DATA SECTION Block Start

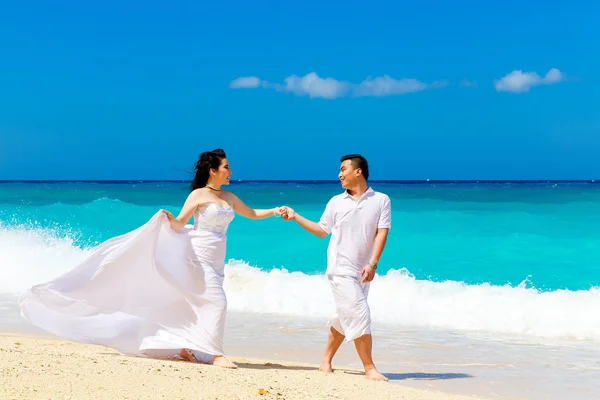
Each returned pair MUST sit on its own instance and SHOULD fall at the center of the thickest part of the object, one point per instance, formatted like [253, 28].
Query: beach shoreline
[38, 367]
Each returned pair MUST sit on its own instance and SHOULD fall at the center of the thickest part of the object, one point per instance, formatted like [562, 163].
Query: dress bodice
[213, 217]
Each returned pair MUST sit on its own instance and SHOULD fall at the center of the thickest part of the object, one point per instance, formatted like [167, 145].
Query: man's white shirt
[353, 225]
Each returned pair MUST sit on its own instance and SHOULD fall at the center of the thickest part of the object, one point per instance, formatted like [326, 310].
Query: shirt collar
[369, 192]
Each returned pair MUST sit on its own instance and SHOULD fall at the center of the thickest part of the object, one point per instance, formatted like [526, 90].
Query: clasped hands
[286, 213]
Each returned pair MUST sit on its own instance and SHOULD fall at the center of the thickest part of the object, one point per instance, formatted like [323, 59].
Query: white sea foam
[29, 256]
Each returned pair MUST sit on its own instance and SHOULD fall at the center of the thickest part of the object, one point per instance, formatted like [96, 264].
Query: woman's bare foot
[188, 355]
[223, 362]
[375, 375]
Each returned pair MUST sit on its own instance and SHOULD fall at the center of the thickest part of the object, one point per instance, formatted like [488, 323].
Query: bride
[156, 291]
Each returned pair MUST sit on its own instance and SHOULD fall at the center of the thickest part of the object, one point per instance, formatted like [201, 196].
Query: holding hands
[287, 213]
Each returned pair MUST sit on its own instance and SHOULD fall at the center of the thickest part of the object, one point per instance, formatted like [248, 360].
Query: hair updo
[207, 161]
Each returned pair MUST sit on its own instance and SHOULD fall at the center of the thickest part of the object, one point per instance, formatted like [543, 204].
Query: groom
[358, 221]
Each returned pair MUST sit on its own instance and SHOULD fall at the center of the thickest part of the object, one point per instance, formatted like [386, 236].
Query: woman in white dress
[158, 290]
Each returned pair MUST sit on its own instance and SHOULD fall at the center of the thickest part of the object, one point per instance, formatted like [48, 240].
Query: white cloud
[467, 83]
[247, 82]
[519, 81]
[328, 88]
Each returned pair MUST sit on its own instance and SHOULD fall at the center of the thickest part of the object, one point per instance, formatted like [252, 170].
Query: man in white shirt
[358, 221]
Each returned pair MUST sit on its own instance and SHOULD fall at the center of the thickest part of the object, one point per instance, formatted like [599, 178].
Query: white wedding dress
[152, 291]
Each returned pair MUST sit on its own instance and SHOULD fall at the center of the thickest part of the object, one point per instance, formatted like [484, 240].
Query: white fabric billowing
[152, 291]
[353, 318]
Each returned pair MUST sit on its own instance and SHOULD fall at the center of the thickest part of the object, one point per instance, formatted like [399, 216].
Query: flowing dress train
[152, 291]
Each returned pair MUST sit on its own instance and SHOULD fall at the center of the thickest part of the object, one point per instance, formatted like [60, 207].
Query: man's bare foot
[375, 375]
[326, 367]
[188, 355]
[223, 362]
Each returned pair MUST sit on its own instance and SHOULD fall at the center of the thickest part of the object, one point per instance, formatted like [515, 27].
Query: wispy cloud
[519, 81]
[467, 83]
[314, 86]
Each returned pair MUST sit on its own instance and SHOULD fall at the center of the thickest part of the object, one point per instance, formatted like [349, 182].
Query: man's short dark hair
[358, 161]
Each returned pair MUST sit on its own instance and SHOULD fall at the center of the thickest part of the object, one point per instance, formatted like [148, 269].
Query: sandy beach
[44, 368]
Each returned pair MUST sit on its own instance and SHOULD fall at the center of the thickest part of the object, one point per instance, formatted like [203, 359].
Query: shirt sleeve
[385, 217]
[327, 219]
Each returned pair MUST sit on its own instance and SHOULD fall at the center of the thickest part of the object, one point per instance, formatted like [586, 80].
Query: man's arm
[310, 226]
[383, 226]
[380, 240]
[368, 273]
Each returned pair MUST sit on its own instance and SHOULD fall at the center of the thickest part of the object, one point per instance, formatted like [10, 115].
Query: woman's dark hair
[207, 161]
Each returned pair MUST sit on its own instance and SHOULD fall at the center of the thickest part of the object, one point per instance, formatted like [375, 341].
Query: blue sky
[428, 89]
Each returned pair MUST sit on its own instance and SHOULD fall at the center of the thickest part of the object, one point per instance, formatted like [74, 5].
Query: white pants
[353, 318]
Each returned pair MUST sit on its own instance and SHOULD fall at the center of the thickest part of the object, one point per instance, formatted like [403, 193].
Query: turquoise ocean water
[498, 281]
[498, 257]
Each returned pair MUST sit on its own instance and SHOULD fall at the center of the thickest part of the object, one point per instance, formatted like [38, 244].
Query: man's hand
[287, 213]
[368, 274]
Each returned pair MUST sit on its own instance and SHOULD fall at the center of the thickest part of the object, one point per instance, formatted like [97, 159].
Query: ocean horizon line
[306, 181]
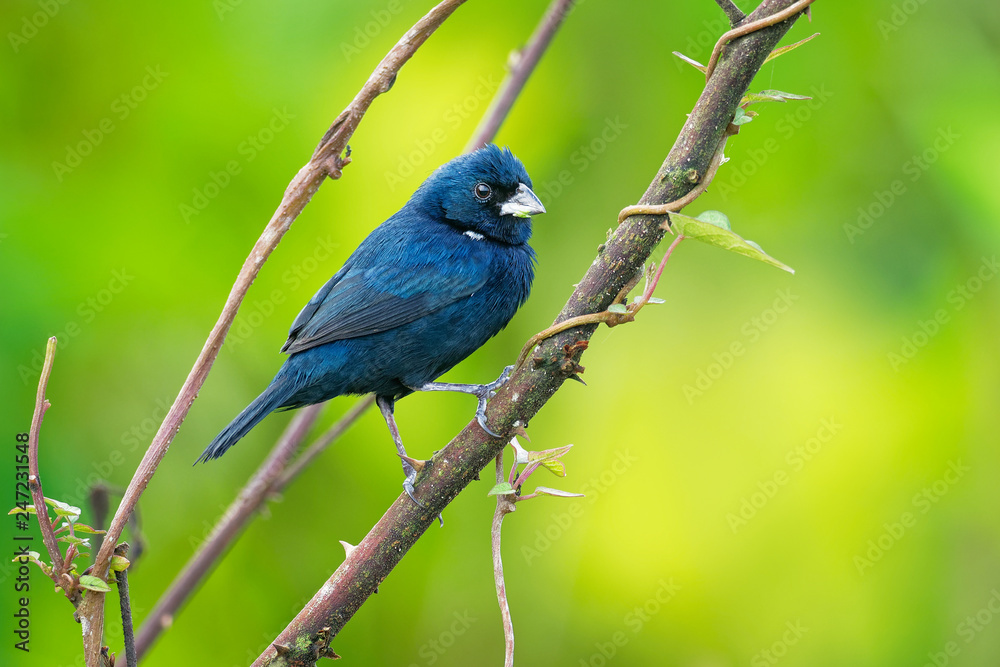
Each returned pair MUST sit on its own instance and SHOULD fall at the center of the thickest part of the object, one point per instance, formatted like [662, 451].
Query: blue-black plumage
[423, 291]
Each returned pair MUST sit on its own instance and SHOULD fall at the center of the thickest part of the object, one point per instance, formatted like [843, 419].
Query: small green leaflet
[710, 228]
[70, 513]
[770, 96]
[92, 583]
[557, 492]
[501, 489]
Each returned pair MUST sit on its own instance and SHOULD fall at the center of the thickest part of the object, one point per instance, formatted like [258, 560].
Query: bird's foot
[411, 476]
[485, 393]
[408, 487]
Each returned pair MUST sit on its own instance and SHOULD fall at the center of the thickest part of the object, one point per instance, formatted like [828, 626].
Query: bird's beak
[523, 203]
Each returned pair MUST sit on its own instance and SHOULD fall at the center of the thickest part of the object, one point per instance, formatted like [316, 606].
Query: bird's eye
[482, 191]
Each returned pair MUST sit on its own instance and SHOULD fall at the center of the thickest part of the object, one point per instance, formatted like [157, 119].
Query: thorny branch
[617, 265]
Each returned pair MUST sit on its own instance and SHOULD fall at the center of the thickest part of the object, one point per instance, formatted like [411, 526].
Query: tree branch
[531, 385]
[121, 577]
[228, 528]
[35, 481]
[524, 65]
[326, 161]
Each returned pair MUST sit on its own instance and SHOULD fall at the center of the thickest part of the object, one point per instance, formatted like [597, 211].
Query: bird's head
[487, 191]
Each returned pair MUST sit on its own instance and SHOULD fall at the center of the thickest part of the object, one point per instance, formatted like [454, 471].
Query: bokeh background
[810, 500]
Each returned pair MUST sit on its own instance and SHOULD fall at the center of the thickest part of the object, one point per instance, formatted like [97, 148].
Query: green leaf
[555, 466]
[556, 492]
[717, 218]
[548, 454]
[119, 563]
[64, 510]
[690, 61]
[92, 583]
[785, 49]
[711, 234]
[741, 117]
[501, 489]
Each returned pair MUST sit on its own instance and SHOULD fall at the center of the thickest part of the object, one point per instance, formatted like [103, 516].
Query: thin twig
[271, 478]
[513, 84]
[121, 577]
[748, 28]
[35, 481]
[229, 526]
[733, 13]
[504, 507]
[326, 161]
[303, 460]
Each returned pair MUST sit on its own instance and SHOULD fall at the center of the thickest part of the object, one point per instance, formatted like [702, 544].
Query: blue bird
[424, 290]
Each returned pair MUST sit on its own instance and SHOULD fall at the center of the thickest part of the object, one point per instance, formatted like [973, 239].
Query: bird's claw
[487, 392]
[408, 487]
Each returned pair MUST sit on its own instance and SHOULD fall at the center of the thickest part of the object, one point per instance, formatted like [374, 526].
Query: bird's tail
[272, 398]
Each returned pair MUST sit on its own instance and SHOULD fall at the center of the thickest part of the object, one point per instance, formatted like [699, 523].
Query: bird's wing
[368, 296]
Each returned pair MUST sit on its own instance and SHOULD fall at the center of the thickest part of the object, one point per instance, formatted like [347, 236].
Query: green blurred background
[797, 502]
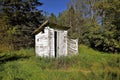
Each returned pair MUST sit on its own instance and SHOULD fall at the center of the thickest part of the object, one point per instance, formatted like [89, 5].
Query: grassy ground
[87, 65]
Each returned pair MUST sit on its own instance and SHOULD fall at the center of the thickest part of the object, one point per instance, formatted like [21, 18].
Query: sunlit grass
[87, 65]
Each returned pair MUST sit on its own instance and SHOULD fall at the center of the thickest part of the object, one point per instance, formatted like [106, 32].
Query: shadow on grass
[7, 58]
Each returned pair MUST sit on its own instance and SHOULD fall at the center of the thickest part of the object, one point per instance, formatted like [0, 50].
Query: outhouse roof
[51, 25]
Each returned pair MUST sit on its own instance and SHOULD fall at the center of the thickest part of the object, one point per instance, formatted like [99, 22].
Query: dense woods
[96, 23]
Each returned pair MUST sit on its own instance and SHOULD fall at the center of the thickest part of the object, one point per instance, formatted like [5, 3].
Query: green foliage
[109, 37]
[19, 19]
[87, 65]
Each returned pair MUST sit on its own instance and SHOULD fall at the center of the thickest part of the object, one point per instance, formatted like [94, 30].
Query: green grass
[87, 65]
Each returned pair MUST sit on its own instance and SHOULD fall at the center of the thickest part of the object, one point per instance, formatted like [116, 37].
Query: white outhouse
[51, 40]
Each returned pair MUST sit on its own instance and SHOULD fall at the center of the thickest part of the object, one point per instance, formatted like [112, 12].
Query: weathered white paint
[72, 46]
[53, 41]
[45, 42]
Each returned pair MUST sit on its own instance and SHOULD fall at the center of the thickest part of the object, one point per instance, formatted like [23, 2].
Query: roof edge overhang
[51, 25]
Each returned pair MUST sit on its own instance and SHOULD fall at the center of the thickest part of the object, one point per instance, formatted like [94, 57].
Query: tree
[110, 12]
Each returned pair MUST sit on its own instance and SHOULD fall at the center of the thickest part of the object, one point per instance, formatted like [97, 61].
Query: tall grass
[87, 65]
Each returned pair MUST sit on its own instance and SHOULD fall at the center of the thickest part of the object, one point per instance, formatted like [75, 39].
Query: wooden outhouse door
[55, 43]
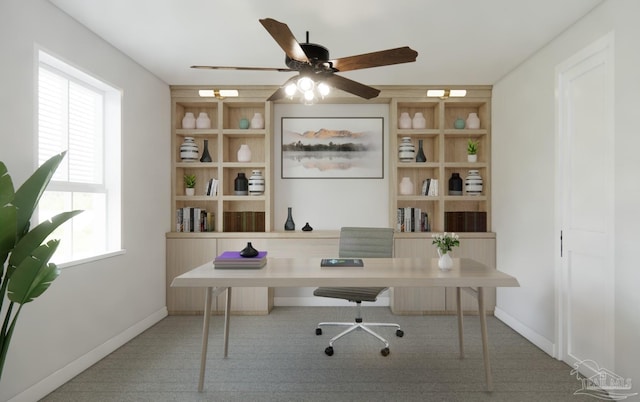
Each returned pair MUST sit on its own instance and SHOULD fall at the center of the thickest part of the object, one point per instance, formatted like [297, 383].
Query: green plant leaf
[28, 195]
[34, 275]
[32, 240]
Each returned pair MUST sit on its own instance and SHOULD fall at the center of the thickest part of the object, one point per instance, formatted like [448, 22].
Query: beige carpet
[279, 358]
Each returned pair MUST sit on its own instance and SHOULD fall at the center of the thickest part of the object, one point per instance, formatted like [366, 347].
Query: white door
[585, 264]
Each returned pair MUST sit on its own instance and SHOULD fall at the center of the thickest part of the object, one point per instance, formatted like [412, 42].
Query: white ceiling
[458, 41]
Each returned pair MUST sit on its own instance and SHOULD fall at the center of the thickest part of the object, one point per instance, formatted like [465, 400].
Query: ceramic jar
[203, 121]
[189, 150]
[189, 120]
[244, 153]
[256, 183]
[257, 121]
[241, 185]
[406, 186]
[419, 121]
[455, 184]
[473, 183]
[406, 150]
[404, 121]
[473, 121]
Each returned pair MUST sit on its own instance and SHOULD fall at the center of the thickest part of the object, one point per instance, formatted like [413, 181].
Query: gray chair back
[363, 242]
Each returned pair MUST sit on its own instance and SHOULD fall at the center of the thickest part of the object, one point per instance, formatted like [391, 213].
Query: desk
[466, 274]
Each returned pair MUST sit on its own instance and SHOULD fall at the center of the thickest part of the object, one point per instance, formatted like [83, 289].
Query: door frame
[604, 49]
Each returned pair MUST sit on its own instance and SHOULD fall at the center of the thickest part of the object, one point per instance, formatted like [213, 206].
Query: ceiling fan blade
[351, 86]
[282, 34]
[280, 93]
[376, 59]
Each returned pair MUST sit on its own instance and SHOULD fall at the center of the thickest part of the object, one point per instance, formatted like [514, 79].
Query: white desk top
[383, 272]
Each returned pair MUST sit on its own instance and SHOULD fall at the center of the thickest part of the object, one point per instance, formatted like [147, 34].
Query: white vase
[404, 121]
[189, 150]
[189, 120]
[473, 122]
[406, 150]
[203, 121]
[473, 183]
[406, 186]
[257, 121]
[244, 153]
[419, 121]
[445, 262]
[256, 183]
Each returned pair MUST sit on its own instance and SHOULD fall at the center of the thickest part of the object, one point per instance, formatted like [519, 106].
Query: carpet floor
[279, 358]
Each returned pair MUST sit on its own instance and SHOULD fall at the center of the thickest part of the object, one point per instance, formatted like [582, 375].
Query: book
[233, 260]
[341, 262]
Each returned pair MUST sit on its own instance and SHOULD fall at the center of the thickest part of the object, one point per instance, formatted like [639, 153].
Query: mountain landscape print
[332, 147]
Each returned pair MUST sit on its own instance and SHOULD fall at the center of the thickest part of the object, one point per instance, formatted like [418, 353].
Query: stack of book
[192, 219]
[410, 219]
[233, 260]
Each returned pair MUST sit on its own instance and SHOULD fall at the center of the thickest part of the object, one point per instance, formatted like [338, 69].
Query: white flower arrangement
[445, 242]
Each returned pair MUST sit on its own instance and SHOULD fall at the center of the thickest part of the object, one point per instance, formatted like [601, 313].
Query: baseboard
[66, 373]
[322, 302]
[531, 335]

DATA SECTION Block End

▶ **WHAT IS REQUIRED**: From the records above, extract exactly and only the lines that begin at the line with "Query: white sea foam" and stop after the line with "like [252, 170].".

▶ **TASK RESULT**:
Query: white sea foam
[29, 256]
Each returned pair MUST sit on its own instance and SHOULD fall at the center of the thickest part of the object, one point per instance, formatted like [96, 264].
Query: woman's bare foot
[188, 355]
[223, 362]
[375, 375]
Each returned pair MUST sit on its own instance and SHOULD fall at the center of the thickest part of the object, one point per instance, formatted like [488, 323].
Query: bride
[156, 291]
Each returned pair MUST sit on its own instance and SHOULD fall at the center of the thickest part of the object, one point per instance, formatted like [201, 196].
Query: holding hands
[287, 213]
Each returned pair MUST sit on its own instance and SHOULD fall at the center of the thickest part of the object, one point per instance, formatted like [248, 360].
Query: hair updo
[207, 161]
Each returned pair MUST sit on its own instance and SHOULD fall at the center of the thickest part of the object, one point per instance, formatted like [543, 204].
Query: groom
[358, 221]
Each returned pair MUST sit on its own instance and SHOULD fall at the center of the thickest part of the object, one point per instance, formatted like [386, 236].
Query: woman in white dress
[158, 290]
Each returned pair MUST sit on its own instance and SHOULD fall at the center of the thickest part of the object, one point per instance, formatted like [48, 240].
Query: white cloud
[467, 83]
[247, 82]
[519, 81]
[328, 88]
Each returned pair MUST sit on its own instance and SHOULD fall at the center of the thickest part of the object, one point per instance, formatted like [252, 170].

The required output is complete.